(Records from a data source):

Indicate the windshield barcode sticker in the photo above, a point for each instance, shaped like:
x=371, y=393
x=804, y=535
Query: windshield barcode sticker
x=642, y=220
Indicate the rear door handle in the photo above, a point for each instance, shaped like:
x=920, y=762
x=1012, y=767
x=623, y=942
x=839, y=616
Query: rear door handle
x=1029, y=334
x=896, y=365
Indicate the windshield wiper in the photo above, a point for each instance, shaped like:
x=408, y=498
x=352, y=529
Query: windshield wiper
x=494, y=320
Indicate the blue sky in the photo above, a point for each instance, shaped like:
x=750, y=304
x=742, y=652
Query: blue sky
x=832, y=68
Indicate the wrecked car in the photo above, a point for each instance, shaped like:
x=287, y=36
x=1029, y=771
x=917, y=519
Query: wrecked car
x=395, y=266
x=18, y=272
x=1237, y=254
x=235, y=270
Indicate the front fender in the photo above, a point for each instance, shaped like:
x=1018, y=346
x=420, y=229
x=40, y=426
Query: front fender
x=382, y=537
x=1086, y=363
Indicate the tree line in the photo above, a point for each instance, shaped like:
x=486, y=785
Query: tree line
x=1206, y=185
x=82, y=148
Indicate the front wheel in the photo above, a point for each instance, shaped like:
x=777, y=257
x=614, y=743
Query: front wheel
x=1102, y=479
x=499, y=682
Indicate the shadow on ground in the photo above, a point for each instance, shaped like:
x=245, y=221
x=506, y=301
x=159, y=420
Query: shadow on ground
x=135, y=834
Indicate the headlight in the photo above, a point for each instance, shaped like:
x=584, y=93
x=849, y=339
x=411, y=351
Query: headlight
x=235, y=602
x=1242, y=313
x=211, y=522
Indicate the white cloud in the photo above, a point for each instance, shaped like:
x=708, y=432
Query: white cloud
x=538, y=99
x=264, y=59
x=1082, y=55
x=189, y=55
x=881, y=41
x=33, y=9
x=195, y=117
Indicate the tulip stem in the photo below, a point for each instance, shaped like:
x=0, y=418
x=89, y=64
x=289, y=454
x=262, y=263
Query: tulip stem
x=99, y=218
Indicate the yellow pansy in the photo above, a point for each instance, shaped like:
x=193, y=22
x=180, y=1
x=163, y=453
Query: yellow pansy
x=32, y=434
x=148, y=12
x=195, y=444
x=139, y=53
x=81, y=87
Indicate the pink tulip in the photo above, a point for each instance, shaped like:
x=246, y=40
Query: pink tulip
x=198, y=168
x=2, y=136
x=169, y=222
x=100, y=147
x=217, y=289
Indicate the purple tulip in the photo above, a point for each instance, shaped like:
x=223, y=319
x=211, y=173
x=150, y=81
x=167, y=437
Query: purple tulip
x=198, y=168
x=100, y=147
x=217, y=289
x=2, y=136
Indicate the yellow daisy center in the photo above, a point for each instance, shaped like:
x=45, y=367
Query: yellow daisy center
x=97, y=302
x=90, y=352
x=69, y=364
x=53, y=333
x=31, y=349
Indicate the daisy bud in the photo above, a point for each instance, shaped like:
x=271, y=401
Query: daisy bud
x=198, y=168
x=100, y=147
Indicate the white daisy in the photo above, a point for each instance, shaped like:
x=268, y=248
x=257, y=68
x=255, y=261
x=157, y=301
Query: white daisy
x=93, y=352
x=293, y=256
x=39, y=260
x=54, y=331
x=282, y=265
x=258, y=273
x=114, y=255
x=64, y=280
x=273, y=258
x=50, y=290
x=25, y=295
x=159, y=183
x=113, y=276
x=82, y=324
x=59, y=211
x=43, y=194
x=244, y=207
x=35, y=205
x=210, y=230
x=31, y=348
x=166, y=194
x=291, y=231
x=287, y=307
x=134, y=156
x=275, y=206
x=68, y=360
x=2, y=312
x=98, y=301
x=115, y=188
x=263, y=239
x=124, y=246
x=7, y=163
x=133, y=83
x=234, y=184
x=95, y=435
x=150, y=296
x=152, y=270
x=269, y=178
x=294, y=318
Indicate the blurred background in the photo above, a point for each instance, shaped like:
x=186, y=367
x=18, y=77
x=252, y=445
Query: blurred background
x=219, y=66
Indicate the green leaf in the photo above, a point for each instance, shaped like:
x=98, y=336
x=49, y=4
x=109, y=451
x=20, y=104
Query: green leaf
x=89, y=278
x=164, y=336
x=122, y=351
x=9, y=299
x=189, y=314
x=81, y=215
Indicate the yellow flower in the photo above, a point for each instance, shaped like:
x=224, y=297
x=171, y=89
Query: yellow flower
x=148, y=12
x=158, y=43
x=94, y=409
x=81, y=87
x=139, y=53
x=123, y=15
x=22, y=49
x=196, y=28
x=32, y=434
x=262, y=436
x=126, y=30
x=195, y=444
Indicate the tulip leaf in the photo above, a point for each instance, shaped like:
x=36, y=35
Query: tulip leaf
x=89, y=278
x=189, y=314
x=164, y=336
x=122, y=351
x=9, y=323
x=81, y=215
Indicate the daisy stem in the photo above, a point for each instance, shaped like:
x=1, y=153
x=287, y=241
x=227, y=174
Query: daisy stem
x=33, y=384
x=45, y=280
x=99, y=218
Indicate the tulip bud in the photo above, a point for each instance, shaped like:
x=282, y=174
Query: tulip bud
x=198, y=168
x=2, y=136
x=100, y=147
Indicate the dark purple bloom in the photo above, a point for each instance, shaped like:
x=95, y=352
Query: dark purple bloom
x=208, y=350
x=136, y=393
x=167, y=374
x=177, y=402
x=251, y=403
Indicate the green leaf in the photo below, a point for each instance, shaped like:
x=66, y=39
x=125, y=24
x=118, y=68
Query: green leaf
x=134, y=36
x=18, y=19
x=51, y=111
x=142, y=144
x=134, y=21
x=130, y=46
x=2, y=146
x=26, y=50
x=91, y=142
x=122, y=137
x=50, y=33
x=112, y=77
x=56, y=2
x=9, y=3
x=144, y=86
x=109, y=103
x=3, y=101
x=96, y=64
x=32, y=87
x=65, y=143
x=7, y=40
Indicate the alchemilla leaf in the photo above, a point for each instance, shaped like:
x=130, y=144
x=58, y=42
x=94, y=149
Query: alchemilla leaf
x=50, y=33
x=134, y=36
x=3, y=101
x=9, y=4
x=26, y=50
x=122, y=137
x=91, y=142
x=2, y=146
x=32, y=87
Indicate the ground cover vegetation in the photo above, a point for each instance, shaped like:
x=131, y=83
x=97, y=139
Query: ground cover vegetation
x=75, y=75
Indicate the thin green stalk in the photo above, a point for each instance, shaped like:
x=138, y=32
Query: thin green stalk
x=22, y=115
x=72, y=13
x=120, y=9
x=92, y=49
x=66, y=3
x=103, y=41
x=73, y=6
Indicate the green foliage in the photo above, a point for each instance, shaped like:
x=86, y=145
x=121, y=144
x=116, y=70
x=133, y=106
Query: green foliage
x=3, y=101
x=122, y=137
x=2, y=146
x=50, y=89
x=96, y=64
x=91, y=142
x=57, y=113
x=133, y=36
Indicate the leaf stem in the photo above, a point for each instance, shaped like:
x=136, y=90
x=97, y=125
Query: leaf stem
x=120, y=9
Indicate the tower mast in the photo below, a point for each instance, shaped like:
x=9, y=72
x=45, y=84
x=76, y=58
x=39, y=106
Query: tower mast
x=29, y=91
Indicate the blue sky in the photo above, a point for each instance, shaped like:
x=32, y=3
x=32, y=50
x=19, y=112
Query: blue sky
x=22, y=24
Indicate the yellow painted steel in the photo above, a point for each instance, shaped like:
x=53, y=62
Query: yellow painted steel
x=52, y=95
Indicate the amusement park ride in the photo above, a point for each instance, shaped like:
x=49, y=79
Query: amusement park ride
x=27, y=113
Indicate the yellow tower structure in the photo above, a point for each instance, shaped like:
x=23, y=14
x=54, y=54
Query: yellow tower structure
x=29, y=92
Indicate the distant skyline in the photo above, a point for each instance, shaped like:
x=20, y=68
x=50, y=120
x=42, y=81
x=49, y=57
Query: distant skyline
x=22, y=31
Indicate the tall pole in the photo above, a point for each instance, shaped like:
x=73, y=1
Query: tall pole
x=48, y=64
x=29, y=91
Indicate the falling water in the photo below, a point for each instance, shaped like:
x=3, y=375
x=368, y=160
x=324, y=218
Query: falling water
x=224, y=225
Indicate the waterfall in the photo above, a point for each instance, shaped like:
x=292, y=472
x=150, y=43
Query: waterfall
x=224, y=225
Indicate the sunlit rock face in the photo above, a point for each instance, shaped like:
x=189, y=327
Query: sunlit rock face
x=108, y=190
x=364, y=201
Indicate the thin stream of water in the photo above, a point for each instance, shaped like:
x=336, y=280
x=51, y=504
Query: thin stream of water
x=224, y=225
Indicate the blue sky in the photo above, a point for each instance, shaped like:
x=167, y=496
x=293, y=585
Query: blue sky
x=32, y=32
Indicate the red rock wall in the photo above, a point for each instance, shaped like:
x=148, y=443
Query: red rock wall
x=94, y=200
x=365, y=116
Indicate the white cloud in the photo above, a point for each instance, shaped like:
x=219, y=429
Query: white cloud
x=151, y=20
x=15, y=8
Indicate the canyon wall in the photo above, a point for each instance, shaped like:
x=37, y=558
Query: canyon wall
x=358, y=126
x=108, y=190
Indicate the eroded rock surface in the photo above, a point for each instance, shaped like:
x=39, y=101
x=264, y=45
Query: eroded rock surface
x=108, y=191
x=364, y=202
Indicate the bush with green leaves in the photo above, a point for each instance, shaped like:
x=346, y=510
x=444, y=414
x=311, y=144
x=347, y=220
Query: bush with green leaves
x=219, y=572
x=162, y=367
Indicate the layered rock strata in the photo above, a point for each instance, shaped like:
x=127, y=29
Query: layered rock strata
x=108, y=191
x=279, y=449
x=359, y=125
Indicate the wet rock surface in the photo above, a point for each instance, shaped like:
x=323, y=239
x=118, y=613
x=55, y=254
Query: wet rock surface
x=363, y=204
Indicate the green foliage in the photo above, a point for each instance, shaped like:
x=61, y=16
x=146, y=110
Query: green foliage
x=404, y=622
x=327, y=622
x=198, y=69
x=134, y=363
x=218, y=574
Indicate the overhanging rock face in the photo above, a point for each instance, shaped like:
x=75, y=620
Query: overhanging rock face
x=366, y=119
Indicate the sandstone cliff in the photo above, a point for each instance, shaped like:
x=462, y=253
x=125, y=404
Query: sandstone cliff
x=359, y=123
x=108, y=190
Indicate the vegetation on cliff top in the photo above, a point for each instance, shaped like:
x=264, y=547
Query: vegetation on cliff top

(TASK DETAILS):
Extract the first line above and each line after it up to and including the one with "x=614, y=743", please, exactly and with nothing else.

(RESULT BELOW):
Indicate the windshield barcode sticker in the photo above, a point for each instance, shaped like:
x=371, y=393
x=804, y=535
Query: windshield barcode sticker
x=642, y=220
Indicate the rear door handle in the photo above, a point for each instance, shaped like:
x=920, y=762
x=1012, y=767
x=623, y=942
x=839, y=616
Query: rear door handle
x=1029, y=334
x=896, y=365
Indicate the windshield wiper in the photo above, a point for each instance, shaped like:
x=408, y=498
x=352, y=529
Query: windshield wiper
x=494, y=320
Indicate the blue sky in the photo above, a point for each instance, shaped like:
x=750, y=304
x=742, y=652
Query: blue sky
x=832, y=68
Indicate the wrecked car in the photo above, a point for each instance, shaped like:
x=287, y=36
x=1029, y=771
x=917, y=519
Query: wrecked car
x=395, y=266
x=18, y=272
x=1237, y=254
x=235, y=270
Indicate the front fender in the photo above, a point for each instance, shaped like:
x=1018, y=346
x=420, y=229
x=40, y=426
Query: front fender
x=382, y=537
x=1086, y=363
Indicate the tree line in the photo above, a point for each instance, shaped like:
x=486, y=785
Query: tree line
x=1206, y=185
x=82, y=148
Indicate the front wheel in the photo above, a point for each instance, shaped like:
x=777, y=257
x=614, y=743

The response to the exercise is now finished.